*WHAT YOU ARE ASKED TO DO:* In the replay evaluation excerpt, when does the method become biased?

*SOURCE EXCERPT:*
-*-*-

Method 1: Replay Evaluation (Biased but Simple)

Idea: Replay logged data, only count rounds where new policy would have made same decision as logging policy.

Implementation

import numpy as np
from typing import List, Tuple, Dict

def replay_evaluation(logged_data: List[Tuple], new_policy) -> float:
    """
    Replay evaluation: only use data where policies agree.
    
    Biased if new policy differs significantly from logging policy.
    
    Args:
        logged_data: List of (context, action_logged, reward) tuples
        new_policy: Policy to evaluate (must have select_action method)
        
    Returns:
        estimated_value: Estimated average reward
    """
    matching_rewards = []
    
    for context, action_logged, reward in logged_data:
        # What would new policy choose?
        action_new = new_policy.select_action(context)

-*-*-

*RECORDS SHOWN:*

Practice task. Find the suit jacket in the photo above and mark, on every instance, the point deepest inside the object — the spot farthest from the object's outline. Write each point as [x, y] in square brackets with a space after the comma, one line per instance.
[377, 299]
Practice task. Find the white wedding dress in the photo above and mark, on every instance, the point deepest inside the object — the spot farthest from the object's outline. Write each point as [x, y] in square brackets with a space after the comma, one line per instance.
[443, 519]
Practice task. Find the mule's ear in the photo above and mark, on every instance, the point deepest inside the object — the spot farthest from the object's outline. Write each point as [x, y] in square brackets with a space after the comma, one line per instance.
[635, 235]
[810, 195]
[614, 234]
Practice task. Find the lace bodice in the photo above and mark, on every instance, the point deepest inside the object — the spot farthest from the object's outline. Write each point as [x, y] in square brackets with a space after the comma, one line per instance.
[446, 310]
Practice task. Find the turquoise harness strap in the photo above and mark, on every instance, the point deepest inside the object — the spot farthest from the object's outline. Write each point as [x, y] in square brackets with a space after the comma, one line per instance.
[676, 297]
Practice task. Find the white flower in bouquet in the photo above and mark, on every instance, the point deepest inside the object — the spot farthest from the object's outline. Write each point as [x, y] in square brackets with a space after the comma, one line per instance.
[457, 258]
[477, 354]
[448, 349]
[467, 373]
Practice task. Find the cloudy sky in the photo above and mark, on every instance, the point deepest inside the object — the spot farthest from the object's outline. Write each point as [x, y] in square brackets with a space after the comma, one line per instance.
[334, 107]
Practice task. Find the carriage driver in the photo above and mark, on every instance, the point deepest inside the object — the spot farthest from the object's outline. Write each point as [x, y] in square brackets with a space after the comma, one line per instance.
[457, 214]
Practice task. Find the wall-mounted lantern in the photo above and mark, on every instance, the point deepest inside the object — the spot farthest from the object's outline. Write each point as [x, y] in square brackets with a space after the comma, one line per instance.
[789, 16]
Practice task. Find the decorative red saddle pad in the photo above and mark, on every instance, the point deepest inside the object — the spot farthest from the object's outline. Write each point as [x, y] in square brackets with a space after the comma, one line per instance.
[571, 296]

-*-*-

*COMPLETED EXERCISE:* It becomes biased when the new policy differs significantly from the logging policy.